[Items listed in a dataset]

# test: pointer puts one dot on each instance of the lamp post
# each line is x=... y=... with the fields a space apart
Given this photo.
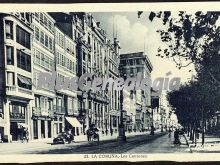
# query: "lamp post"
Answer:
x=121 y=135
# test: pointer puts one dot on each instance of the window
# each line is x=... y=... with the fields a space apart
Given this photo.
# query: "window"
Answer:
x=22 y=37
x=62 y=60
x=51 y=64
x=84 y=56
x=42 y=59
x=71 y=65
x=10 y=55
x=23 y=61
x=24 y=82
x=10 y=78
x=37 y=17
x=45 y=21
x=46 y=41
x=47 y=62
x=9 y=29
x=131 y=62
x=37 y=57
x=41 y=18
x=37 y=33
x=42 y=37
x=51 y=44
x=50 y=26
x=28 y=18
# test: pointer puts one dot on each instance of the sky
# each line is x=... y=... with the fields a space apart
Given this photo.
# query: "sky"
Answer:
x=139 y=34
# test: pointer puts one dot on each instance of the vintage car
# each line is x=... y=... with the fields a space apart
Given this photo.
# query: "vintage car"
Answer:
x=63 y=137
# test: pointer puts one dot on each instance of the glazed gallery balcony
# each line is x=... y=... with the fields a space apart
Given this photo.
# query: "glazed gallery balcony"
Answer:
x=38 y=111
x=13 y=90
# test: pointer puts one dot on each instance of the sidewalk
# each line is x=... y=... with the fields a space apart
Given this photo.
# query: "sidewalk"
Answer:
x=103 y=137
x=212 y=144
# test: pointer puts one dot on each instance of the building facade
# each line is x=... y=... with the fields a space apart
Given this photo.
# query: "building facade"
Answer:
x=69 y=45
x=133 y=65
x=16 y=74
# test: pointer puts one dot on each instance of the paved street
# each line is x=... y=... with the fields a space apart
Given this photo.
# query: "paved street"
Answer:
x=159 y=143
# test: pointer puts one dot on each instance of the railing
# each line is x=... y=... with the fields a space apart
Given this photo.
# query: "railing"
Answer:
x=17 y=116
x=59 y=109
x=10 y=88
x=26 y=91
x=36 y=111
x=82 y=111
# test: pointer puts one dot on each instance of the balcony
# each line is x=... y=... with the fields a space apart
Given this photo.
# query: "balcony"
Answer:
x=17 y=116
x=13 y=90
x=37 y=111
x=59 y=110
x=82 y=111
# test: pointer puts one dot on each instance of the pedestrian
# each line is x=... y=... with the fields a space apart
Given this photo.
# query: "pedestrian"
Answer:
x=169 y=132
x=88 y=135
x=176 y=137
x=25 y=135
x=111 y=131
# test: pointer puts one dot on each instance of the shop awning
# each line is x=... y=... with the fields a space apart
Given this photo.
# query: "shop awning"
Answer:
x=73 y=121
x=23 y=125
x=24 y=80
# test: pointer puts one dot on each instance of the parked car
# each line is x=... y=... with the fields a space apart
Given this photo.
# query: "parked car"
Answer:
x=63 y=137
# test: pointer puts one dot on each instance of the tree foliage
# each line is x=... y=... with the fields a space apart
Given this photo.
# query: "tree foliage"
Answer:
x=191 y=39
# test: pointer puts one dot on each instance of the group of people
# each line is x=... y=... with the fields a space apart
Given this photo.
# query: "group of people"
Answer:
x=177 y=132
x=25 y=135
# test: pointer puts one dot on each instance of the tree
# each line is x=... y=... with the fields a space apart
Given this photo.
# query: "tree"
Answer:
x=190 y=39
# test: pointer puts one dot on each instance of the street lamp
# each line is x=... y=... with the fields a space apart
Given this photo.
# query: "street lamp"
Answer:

The problem: Quote the records above exactly, leaving out any pictures.

Exercise answer:
# test: pointer puts one dot on each instance of the lamp post
# each line is x=... y=... with the fields a space apart
Given this photo.
# query: "lamp post"
Answer:
x=121 y=135
# test: pointer puts one dot on each instance of the window
# each line is x=... y=... with the fields a space apart
Given this photo.
# query: "window"
Answer:
x=22 y=37
x=62 y=60
x=51 y=64
x=84 y=56
x=42 y=59
x=71 y=65
x=10 y=55
x=23 y=61
x=24 y=82
x=10 y=78
x=37 y=17
x=45 y=21
x=46 y=41
x=47 y=62
x=9 y=29
x=131 y=62
x=37 y=57
x=41 y=18
x=37 y=33
x=42 y=37
x=51 y=44
x=50 y=26
x=28 y=18
# test: pointer puts one dot on each instance of the sky
# each line is x=... y=... with the fields a space apart
Given this photo.
# query: "sky"
Answer:
x=139 y=34
# test: pointer puts one dot on each instance of the vintage car
# each line is x=... y=... with the fields a space apart
Given this photo.
# query: "vintage car"
Answer:
x=63 y=137
# test: pointer puts one dot on each instance of the glazed gallery balcony
# each line is x=... y=... with the fields a space apart
Given this photo.
# query: "glazed gallery balcony"
Answer:
x=38 y=111
x=13 y=90
# test: pointer puts one dot on each instance of the sidewalk
# each line is x=... y=... with the fields a space apart
Given this photo.
# query: "sidewalk"
Answer:
x=103 y=137
x=212 y=144
# test: pointer puts one dot on each instance of the building facade
# each line is x=... y=... with the fields a space apart
Given this photo.
# query: "building facade"
Answer:
x=69 y=45
x=133 y=65
x=16 y=74
# test: pointer puts one dot on each instance of the paved street
# each line is x=... y=... with the fields a space apart
Given this photo.
# query: "paved street"
Answer:
x=159 y=143
# test: pointer puts one dot on each instance of the railing
# each line is x=... y=... with the fields a space apart
Given this photo.
# query: "railing"
Answer:
x=17 y=116
x=59 y=109
x=10 y=88
x=26 y=91
x=36 y=111
x=82 y=111
# test: pointer puts one dot on each instance of the balcony
# each line is x=... y=... with the fields a space apart
Given this photo.
# query: "balcony"
Answer:
x=17 y=116
x=13 y=90
x=37 y=111
x=59 y=110
x=82 y=111
# test: pointer puts one dot on each instance of the pedestrian
# each line is x=... y=... with the fields a space apart
Given this photo.
# query: "pedestrian"
Answer:
x=169 y=132
x=88 y=135
x=176 y=137
x=25 y=135
x=111 y=131
# test: pointer puts one dot on each instance of the shop awning
# each line is x=... y=... with the fields a space apart
Given this photo.
# query: "shop awning"
Answer:
x=73 y=121
x=23 y=125
x=24 y=80
# test: pointer puts one dot on each instance of the parked car
# each line is x=... y=... with the fields a space apart
Given this photo.
# query: "parked car"
Answer:
x=63 y=137
# test: pointer puts one dot on each instance of the tree foliage
# each line is x=... y=... with the fields a space apart
Given this photo.
# query: "tree foliage"
Answer:
x=191 y=39
# test: pointer puts one dot on each instance of the group of people
# each line is x=... y=... with the fields a space apart
Given this photo.
# query: "group of people"
Answer:
x=177 y=132
x=25 y=135
# test: pointer puts one dot on each instance of the tree
# each line is x=... y=... with the fields a space apart
Given this photo.
# query: "tree"
Answer:
x=190 y=39
# test: pointer puts one dot on each instance of the street lamp
# each line is x=... y=... with the fields a space apart
Given this photo.
# query: "street lamp"
Answer:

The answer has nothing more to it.